*WHAT YOU ARE ASKED TO DO*: Reproduce every line of the data below, including the requests, and scale each coordinate in the answers by 0.25, rounding to the nearest whole number with halves rounded up.

(Dataset excerpts on object pointing)
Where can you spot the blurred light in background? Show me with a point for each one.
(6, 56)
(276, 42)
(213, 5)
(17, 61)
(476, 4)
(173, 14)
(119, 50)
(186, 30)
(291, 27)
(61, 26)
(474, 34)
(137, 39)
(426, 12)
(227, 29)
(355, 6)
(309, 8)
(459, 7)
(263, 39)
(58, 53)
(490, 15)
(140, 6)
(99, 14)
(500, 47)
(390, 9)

*RESULT OF THE EXERCISE*:
Where can you spot the blurred light in background? Show me with a point for each one.
(2, 14)
(69, 11)
(53, 1)
(4, 15)
(119, 1)
(43, 4)
(30, 13)
(47, 8)
(73, 7)
(15, 7)
(119, 9)
(34, 10)
(107, 3)
(57, 7)
(89, 2)
(77, 2)
(115, 2)
(66, 10)
(15, 13)
(123, 4)
(35, 2)
(25, 4)
(125, 12)
(98, 2)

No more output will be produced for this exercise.